→ WORK ITEM: Reproduce each record verbatim, images excluded.

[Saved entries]
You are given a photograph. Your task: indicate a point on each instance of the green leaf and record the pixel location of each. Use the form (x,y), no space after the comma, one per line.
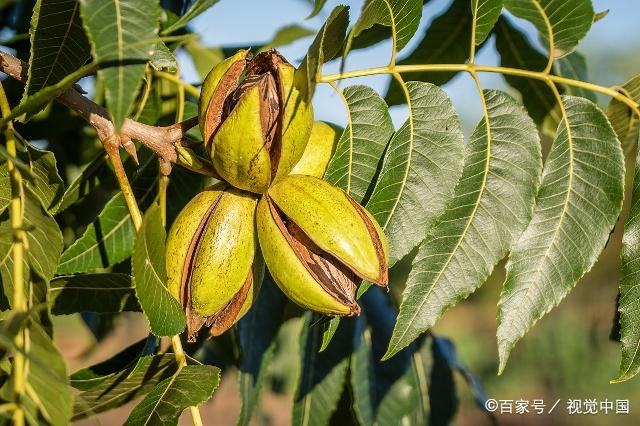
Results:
(287,35)
(123,36)
(362,143)
(394,391)
(163,58)
(109,239)
(623,120)
(329,330)
(326,46)
(419,171)
(403,16)
(183,186)
(48,378)
(89,377)
(322,375)
(100,293)
(577,206)
(257,332)
(629,290)
(517,52)
(59,45)
(317,7)
(565,22)
(492,205)
(197,7)
(446,41)
(45,182)
(5,188)
(161,309)
(407,400)
(43,236)
(124,386)
(204,57)
(36,101)
(574,66)
(485,16)
(192,385)
(93,175)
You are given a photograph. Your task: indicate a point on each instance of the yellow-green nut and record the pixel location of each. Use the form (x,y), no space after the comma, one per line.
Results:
(318,243)
(255,119)
(214,267)
(320,148)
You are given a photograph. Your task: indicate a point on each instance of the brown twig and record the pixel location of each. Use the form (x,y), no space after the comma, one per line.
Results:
(162,140)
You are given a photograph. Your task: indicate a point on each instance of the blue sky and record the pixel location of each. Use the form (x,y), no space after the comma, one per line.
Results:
(237,22)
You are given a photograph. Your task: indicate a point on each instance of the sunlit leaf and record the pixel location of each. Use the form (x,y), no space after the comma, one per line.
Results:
(129,384)
(287,35)
(485,15)
(394,391)
(492,205)
(362,143)
(59,45)
(419,171)
(257,333)
(163,58)
(563,22)
(123,36)
(48,378)
(574,66)
(577,206)
(196,8)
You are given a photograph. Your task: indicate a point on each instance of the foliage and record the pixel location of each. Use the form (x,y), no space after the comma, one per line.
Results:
(82,229)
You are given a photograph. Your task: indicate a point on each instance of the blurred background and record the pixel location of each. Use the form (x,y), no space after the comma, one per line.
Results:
(568,355)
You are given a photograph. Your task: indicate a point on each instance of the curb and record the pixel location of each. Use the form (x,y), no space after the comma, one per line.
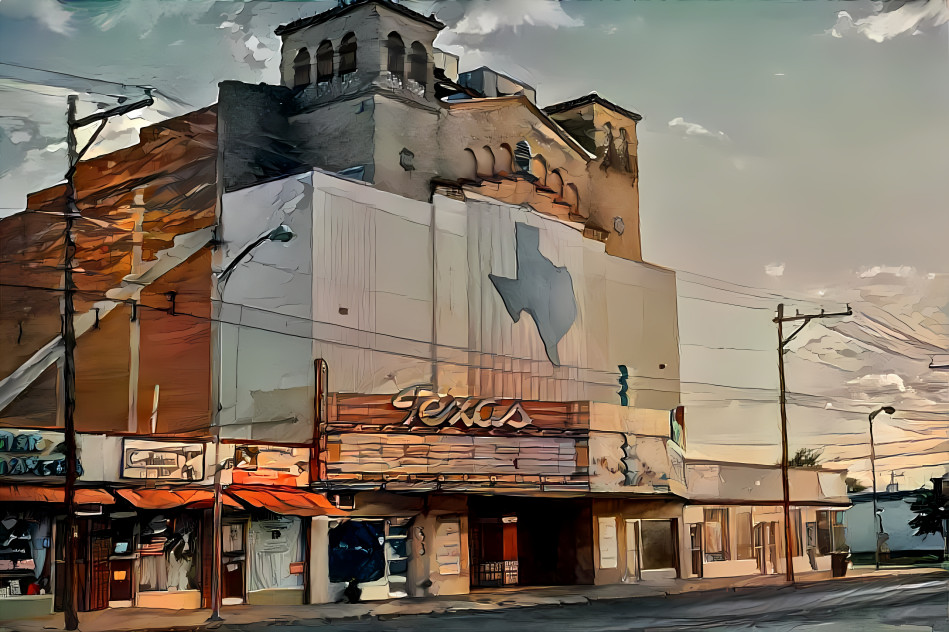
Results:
(452,606)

→ WRITTEN SOLUTION:
You are given a photograph. Your task: indicate a point on each instance of the green leaf and record the pixel location of each. Use the form (x,y), no space after the comma, one per line.
Results:
(287,35)
(123,36)
(362,143)
(394,391)
(163,58)
(109,239)
(623,120)
(329,330)
(326,46)
(419,171)
(403,16)
(183,186)
(48,378)
(89,377)
(322,375)
(100,293)
(577,206)
(257,332)
(629,290)
(517,52)
(59,45)
(317,7)
(565,22)
(492,205)
(197,7)
(446,41)
(45,182)
(5,188)
(161,309)
(407,400)
(43,236)
(124,386)
(204,57)
(36,101)
(574,66)
(485,16)
(192,385)
(93,175)
You are given a photograph. Your task: indicate a point on each instance of the yellow-green nut and record the pixel location of each. Use the form (x,y), no space after the comma, one per line.
Results:
(318,243)
(255,119)
(214,267)
(320,148)
You are given a photograph. Your task: indicate a point on each instance of the brown twig and record the pixel location of each. Use the form (x,y), no space after the comma, one per line.
Results:
(162,140)
You are given a photograph. Your task: indicate a point on each instance of the blue sky and record the pixel location of each. Use the form (x,y), no space after the comma, one per line.
Results:
(237,22)
You are given a photograph. Your task: indicate a point on each instance of the sunlit leaf and record the pixel location of each. Use the form (x,y), no space after the comma, one per line.
Results:
(129,384)
(287,35)
(485,15)
(394,391)
(492,205)
(362,143)
(59,45)
(419,171)
(257,333)
(163,58)
(563,22)
(123,36)
(48,378)
(574,66)
(577,206)
(196,8)
You are given a photograph. Your task: indicate a point on each instance of the foliage and record the pixel location of each. Use the form (x,y), no space after the comma, one per line.
Results:
(82,229)
You are given a photograph. Your task: indicate a point on each instance of the blurred background and record the pixel location of each. Use the form (x,y), no space after the comma, one per line.
Results:
(568,355)
You are given a photograph. Your task: indicate a point on each instance of the curb and record the pixel location of each. Use the form (x,y), no space after the comma, one per line.
Results:
(452,606)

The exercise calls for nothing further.